EXCERPT
* * * * *

There’s no way around it: sometimes, feedback can suck and sometimes it hurts your feelings and bites at your insecurities in the most frustrating of ways.
Another unfortunate truth: Feedback does make you better if you’re getting good feedback.
Good feedback does not necessarily mean that every note is glowing praise with nothing to criticize. Bad feedback does not mean they found something that needs improving in your book. For the sake of this newsletter, let’s roll with “helpful” feedback.
I started writing books when I was fourteen and I was one of the only people in my friend group who wrote for fun, but a lot of them were eager to read my books. Those friends were not offering bold critiques to help me improve because they were just having fun, and so was I. I also posted a lot of my books on a site called InkPop (throwback!!) and would swap reviews with other young writers.
On that site, likes and comments would be accrued and you’d get a ranking, then the most popular books would get reviewed by actual publishers. And my god, people were MEAN. I’d get comments on how unlikable and stupid my characters were, how I was low-key illiterate because I had typos and therefore my writing was unreadable. Did those mean comments help and make me better? No. Not one bit.

* * * * *

INFORMATION SHOWN
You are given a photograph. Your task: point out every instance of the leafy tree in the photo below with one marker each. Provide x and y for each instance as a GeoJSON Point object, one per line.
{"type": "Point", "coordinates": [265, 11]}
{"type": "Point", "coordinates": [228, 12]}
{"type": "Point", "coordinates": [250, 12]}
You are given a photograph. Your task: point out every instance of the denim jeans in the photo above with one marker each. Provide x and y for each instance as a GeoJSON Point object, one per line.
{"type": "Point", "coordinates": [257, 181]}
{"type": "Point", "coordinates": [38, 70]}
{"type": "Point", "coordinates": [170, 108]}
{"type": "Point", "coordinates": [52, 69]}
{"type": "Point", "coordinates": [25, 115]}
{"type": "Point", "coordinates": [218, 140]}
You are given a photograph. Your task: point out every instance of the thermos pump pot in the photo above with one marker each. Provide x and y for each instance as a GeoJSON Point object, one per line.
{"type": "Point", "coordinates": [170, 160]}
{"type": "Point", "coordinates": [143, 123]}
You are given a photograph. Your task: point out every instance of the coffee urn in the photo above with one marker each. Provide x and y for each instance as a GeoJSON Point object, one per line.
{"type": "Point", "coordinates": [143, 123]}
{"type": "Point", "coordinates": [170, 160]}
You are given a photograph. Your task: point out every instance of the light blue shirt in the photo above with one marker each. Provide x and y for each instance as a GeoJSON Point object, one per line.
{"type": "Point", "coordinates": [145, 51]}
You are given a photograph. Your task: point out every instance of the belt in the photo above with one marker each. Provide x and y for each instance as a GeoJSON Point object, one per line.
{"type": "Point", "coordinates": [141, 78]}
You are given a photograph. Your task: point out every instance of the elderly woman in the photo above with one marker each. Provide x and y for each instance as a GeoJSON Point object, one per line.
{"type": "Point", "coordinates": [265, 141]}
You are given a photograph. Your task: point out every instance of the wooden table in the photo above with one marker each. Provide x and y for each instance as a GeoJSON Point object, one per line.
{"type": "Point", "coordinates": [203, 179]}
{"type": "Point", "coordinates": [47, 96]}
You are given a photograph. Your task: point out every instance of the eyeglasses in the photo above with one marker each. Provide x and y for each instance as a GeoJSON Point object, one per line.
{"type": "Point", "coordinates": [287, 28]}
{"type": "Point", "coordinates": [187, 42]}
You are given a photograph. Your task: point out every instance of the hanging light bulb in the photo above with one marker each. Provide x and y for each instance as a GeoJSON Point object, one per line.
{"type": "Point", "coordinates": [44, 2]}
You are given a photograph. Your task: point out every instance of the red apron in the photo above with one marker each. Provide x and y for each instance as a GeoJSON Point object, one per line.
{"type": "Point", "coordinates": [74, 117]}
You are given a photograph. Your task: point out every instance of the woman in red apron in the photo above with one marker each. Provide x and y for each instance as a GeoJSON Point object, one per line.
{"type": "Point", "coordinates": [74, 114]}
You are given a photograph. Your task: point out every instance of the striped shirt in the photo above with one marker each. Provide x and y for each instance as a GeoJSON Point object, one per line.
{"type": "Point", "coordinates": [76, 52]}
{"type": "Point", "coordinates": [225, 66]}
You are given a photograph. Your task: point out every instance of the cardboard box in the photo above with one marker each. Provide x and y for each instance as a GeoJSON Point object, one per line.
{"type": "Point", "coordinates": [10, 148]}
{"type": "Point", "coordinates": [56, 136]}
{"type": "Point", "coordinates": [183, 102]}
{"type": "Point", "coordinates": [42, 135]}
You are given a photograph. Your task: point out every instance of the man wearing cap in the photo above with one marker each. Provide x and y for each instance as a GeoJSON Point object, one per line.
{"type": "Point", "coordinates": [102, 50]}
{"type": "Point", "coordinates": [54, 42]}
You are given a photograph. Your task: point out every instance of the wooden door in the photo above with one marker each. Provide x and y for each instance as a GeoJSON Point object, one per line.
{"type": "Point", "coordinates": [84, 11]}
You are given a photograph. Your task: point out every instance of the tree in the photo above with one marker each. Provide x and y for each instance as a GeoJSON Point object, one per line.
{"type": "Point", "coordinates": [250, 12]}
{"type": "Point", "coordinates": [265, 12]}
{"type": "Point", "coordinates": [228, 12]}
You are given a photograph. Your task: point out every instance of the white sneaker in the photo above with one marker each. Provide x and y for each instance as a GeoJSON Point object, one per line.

* * * * *

PROBLEM TO WORK ON
In the excerpt on feedback, what was the name of the site where the writer posted books and swapped reviews with other young writers?

FINAL RESULT
InkPop